■ EXCERPTED TEXT

He later told reporters the agreement would help “strengthen and firm up our position on the issue with China on the West Philippine Sea” – the Philippines’ name for areas of the South China Sea it claims. Escudero also acknowledged that many of his fellow senators support the RAA.
However, the Senate president was quick to temper expectations, emphasising that the chamber would still “scrutinise it like other treaties” before considering granting its approval.
Antonio Carpio, a retired Supreme Court associate justice, believes that Senator Marcos will ultimately not oppose the agreement.
If she were to stall the process, he said other senators could convene as a “committee of the whole” to hasten the ratification – a method used during the Covid-19 pandemic to expedite legislative business.
Adding to the growing momentum, the Senate’s No 2 official Jinggoy Ejercito Estrada has stated that the RAA’s ratification will be “among the priority agenda” when the chamber reconvenes for its third regular session later this month.

■ THE DATA
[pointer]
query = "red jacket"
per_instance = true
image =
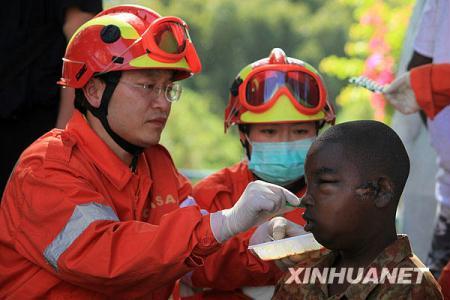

■ WHAT YOU WILL DO
**a.** In the excerpt on the Philippine Senate and the RAA, copy everything from "He later told" down to "oppose the agreement.", changing "Senate president" to "Senate leader".
**b.** According to the excerpt on the Philippine Senate and the RAA, what could other senators convene as to hasten ratification if Senator Marcos stalled the process?

■ RESPONSES BY TASK
**a.**
He later told reporters the agreement would help “strengthen and firm up our position on the issue with China on the West Philippine Sea” – the Philippines’ name for areas of the South China Sea it claims. Escudero also acknowledged that many of his fellow senators support the RAA.
However, the Senate leader was quick to temper expectations, emphasising that the chamber would still “scrutinise it like other treaties” before considering granting its approval.
Antonio Carpio, a retired Supreme Court associate justice, believes that Senator Marcos will ultimately not oppose the agreement.

**b.** A "committee of the whole"